▶ [Problem details]:
Copy out the full hair loss page below, word for word and line for line.

▶ [Page excerpt]:
● ● ● ● ●

Hair Loss Questionnaire: How Worried Am I?

According to comedian Jeff Foxworthy, ‘You might be a redneck if your wife gets her hair caught in the ceiling fan.’

If you’re on the other end of the spectrum and don’t have to worry about getting your hair caught in the ceiling fan, you may be worried about losing your hair.

According to the International Society of Hair Restoration Surgery, you may be worried if you answer ‘yes,’ to three or more questions:

  • I think about my hair loss all the time
  • I wish I had more hair
  • I worry about losing even more hair
  • I feel frustrated and helpless about my hair
  • I feel self-conscious about my looks
  • I worry about how my looks will affect my career/marriage/dating/sexual activity
  • I worry that I am unattractive

What non-medical conditions can cause this condition?

Poor Nutrition

Lack of protein, iron, or lack of anti-oxidant vitamins, A, B, C, D, E, and biotin can contribute to poor nutrition and possible hair loss. Crash diets or anorexia/bulimia may also cause poor nutrition leading to this condition.


Certain drugs used to treat gout, arthritis, depression, heart problems and high blood pressure may cause hair to fall out.


Diabetes and lupus may contribute to losing hair.

Medical Treatments

Chemotherapy or radiation may cause alopecia during treatment. Once treatment ceases, hair will typically grow back.

Hormonal Changes

Hormonal changes due to pregnancy, birth control pills, menopause or thyroid imbalance, can cause temporary hair loss. Correcting the hormonal imbalances may stop the process.

Hair Treatments

Excessive use of chemicals or over-processing while coloring, tinting, bleaching or relaxing the hair can damage and break the hair shaft.

Scalp Infections

Infections may result in alopecia. Once treated, the hair generally grows back.

Trichotillomania (hair-pulling disorder)

● ● ● ● ●

Image point grounding data:
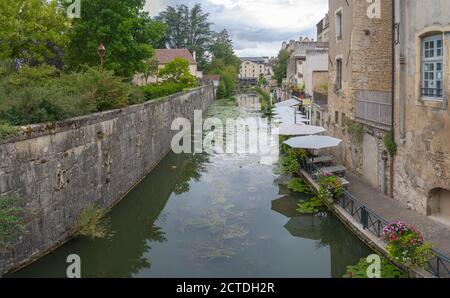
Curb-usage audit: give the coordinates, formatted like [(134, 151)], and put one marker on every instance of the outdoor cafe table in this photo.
[(338, 170)]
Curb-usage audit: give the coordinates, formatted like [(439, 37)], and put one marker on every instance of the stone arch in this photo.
[(439, 203), (318, 118)]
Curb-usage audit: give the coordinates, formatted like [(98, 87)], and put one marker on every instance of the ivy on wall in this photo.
[(389, 143)]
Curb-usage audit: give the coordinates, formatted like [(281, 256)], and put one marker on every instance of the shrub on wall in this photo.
[(389, 143), (161, 90), (387, 270), (92, 224), (356, 131), (406, 244), (40, 94)]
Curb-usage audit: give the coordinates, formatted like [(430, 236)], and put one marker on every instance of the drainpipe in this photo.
[(402, 88), (392, 159)]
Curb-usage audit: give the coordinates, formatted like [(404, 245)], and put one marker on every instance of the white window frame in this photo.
[(339, 74), (339, 26), (432, 67)]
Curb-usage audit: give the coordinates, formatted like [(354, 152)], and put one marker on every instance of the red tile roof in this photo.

● ● ● ● ●

▶ [Solution]:
Hair Loss Questionnaire: How Worried Am I?

According to comedian Jeff Foxworthy, ‘You might be a redneck if your wife gets her hair caught in the ceiling fan.’

If you’re on the other end of the spectrum and don’t have to worry about getting your hair caught in the ceiling fan, you may be worried about losing your hair.

According to the International Society of Hair Restoration Surgery, you may be worried if you answer ‘yes,’ to three or more questions:

  • I think about my hair loss all the time
  • I wish I had more hair
  • I worry about losing even more hair
  • I feel frustrated and helpless about my hair
  • I feel self-conscious about my looks
  • I worry about how my looks will affect my career/marriage/dating/sexual activity
  • I worry that I am unattractive

What non-medical conditions can cause this condition?

Poor Nutrition

Lack of protein, iron, or lack of anti-oxidant vitamins, A, B, C, D, E, and biotin can contribute to poor nutrition and possible hair loss. Crash diets or anorexia/bulimia may also cause poor nutrition leading to this condition.


Certain drugs used to treat gout, arthritis, depression, heart problems and high blood pressure may cause hair to fall out.


Diabetes and lupus may contribute to losing hair.

Medical Treatments

Chemotherapy or radiation may cause alopecia during treatment. Once treatment ceases, hair will typically grow back.

Hormonal Changes

Hormonal changes due to pregnancy, birth control pills, menopause or thyroid imbalance, can cause temporary hair loss. Correcting the hormonal imbalances may stop the process.

Hair Treatments

Excessive use of chemicals or over-processing while coloring, tinting, bleaching or relaxing the hair can damage and break the hair shaft.

Scalp Infections

Infections may result in alopecia. Once treated, the hair generally grows back.

Trichotillomania (hair-pulling disorder)